Document excerpt |
* * *
In early 2016, both women sought to return to the United Kingdom. McCollum applied to be freed on parole, and was released on 31 March 2016, with the prospect of having to remain in Peru for up to six years. In April, the Peruvian authorities agreed to expel Reid from the country; she was released from prison on 21 June and immediately returned to Britain, arriving at Glasgow airport the following day. McCollum returned to Europe two months later, arriving at Dublin airport in Ireland on 13 August 2016.

The women have received extensive press coverage in Peru, the United Kingdom, Ireland and other countries since their arrest. They were featured on the Channel 4 documentary Brits Behind Bars: Cocaine Smugglers, which aired on 10 October 2015, and detailed how drug mules are trained.

McCollum has written a book about her experiences entitled You'll Never See Daylight Again.
* * *
Dataset content |
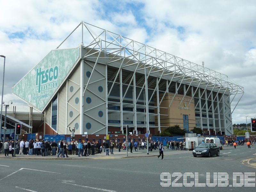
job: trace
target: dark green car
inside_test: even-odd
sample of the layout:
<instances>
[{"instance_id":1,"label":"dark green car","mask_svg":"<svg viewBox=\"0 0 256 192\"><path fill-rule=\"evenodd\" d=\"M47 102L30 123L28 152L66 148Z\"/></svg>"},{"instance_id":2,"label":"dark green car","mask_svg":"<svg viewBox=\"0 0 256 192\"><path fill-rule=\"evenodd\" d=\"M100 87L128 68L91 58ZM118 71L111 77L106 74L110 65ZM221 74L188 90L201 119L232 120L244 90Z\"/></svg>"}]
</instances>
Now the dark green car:
<instances>
[{"instance_id":1,"label":"dark green car","mask_svg":"<svg viewBox=\"0 0 256 192\"><path fill-rule=\"evenodd\" d=\"M205 156L210 157L215 155L217 156L220 155L220 150L214 143L201 143L193 150L193 155L194 157Z\"/></svg>"}]
</instances>

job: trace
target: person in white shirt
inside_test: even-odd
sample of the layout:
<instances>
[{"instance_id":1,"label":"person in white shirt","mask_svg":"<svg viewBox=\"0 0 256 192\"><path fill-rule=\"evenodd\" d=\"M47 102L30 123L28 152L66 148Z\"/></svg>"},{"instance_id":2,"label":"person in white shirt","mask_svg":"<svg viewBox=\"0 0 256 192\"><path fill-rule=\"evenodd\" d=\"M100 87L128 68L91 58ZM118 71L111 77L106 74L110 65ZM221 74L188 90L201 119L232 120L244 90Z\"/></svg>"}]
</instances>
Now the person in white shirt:
<instances>
[{"instance_id":1,"label":"person in white shirt","mask_svg":"<svg viewBox=\"0 0 256 192\"><path fill-rule=\"evenodd\" d=\"M144 148L145 147L145 144L143 141L141 142L141 146L142 146L142 149L144 150Z\"/></svg>"},{"instance_id":2,"label":"person in white shirt","mask_svg":"<svg viewBox=\"0 0 256 192\"><path fill-rule=\"evenodd\" d=\"M24 148L24 141L23 141L23 140L22 140L20 141L20 153L19 155L23 155L23 149Z\"/></svg>"},{"instance_id":3,"label":"person in white shirt","mask_svg":"<svg viewBox=\"0 0 256 192\"><path fill-rule=\"evenodd\" d=\"M34 146L34 154L35 155L37 155L37 142L35 141L34 143L33 143Z\"/></svg>"},{"instance_id":4,"label":"person in white shirt","mask_svg":"<svg viewBox=\"0 0 256 192\"><path fill-rule=\"evenodd\" d=\"M41 155L41 144L42 143L38 140L37 140L37 154Z\"/></svg>"},{"instance_id":5,"label":"person in white shirt","mask_svg":"<svg viewBox=\"0 0 256 192\"><path fill-rule=\"evenodd\" d=\"M26 141L26 142L25 142L25 155L28 155L28 145L29 145L29 143L28 142L28 140Z\"/></svg>"}]
</instances>

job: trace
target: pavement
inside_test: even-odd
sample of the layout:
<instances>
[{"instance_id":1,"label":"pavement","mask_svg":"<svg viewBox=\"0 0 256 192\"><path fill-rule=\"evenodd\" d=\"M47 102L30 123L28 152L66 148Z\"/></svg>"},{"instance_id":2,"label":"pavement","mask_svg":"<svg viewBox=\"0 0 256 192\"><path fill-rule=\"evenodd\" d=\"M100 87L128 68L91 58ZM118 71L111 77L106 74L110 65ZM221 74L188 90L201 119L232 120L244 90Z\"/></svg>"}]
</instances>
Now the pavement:
<instances>
[{"instance_id":1,"label":"pavement","mask_svg":"<svg viewBox=\"0 0 256 192\"><path fill-rule=\"evenodd\" d=\"M164 154L165 156L172 155L177 154L182 154L184 153L191 153L190 151L185 151L183 150L165 150ZM57 156L42 156L27 155L16 155L15 157L12 157L11 154L9 154L9 156L5 157L4 154L0 154L0 159L37 159L37 160L83 160L83 159L121 159L123 158L133 158L147 157L156 156L159 155L159 151L158 149L156 151L153 150L152 151L149 151L148 155L147 154L147 149L139 150L138 152L135 152L133 149L132 153L130 151L128 151L128 156L126 150L121 149L120 152L119 152L118 149L115 148L114 150L114 155L111 155L109 153L109 156L106 156L106 153L102 152L100 154L96 154L94 155L90 155L88 156L83 156L74 155L69 155L68 157L67 158L62 157L57 157Z\"/></svg>"},{"instance_id":2,"label":"pavement","mask_svg":"<svg viewBox=\"0 0 256 192\"><path fill-rule=\"evenodd\" d=\"M28 160L28 157L24 160L21 156L20 159L1 157L0 188L1 191L13 192L252 191L255 190L256 183L254 147L249 149L245 145L238 146L235 149L224 146L219 156L211 157L194 157L191 151L165 151L163 160L155 156L158 151L147 155L145 150L128 154L132 158L123 158L125 151L119 154L118 151L102 158L100 156L105 154L83 157L76 161L69 158L60 161L53 157L51 161ZM38 159L47 158L38 157ZM245 172L254 174L251 177L252 187L245 187L244 181L240 183L241 187L233 185L232 176L235 172L242 178L245 178ZM188 173L192 176L185 177ZM225 181L220 180L224 178L222 175L228 176ZM209 185L207 175L209 182L215 187L195 187L196 178L196 182L202 186ZM215 176L216 179L213 179ZM176 184L180 187L174 187ZM226 187L220 187L222 185Z\"/></svg>"}]
</instances>

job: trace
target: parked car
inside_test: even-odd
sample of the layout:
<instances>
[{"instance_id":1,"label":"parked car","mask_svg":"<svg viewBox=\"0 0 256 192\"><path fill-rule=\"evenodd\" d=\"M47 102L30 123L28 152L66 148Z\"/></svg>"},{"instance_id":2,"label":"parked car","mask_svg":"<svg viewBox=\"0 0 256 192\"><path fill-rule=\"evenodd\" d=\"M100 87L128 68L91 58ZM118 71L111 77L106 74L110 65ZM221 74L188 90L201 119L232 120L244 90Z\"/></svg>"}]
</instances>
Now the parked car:
<instances>
[{"instance_id":1,"label":"parked car","mask_svg":"<svg viewBox=\"0 0 256 192\"><path fill-rule=\"evenodd\" d=\"M220 140L218 137L206 137L205 138L205 143L213 143L216 144L219 148L222 150L223 149L222 145L220 143Z\"/></svg>"},{"instance_id":2,"label":"parked car","mask_svg":"<svg viewBox=\"0 0 256 192\"><path fill-rule=\"evenodd\" d=\"M193 153L194 157L198 156L210 157L215 155L217 156L219 156L220 149L215 143L201 143L193 150Z\"/></svg>"}]
</instances>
* * *
To do |
1) Reproduce the passage about McCollum and Reid's return from Peru word for word, starting with "The women have" and going on through "mules are trained.".
2) Continue the passage about McCollum and Reid's time in Peru from the point where it stops.

Replies |
1)
The women have received extensive press coverage in Peru, the United Kingdom, Ireland and other countries since their arrest. They were featured on the Channel 4 documentary Brits Behind Bars: Cocaine Smugglers, which aired on 10 October 2015, and detailed how drug mules are trained.

2)
In October 2022, the documentary High: Confessions of an Ibiza Drug Mule, based on Michaella McCollum's experiences, became available for streaming on Netflix.
This documentary contains some factual differences and omissions from previous quotes from her book.

In July 2023, ten years after her arrest, McCollum graduated from the University of Ulster with a Bachelor of Business Administration degree in Business Management, Marketing and Related Support Services.

In 2025, McCollum passed selection for Celebrity SAS: Who Dares Wins.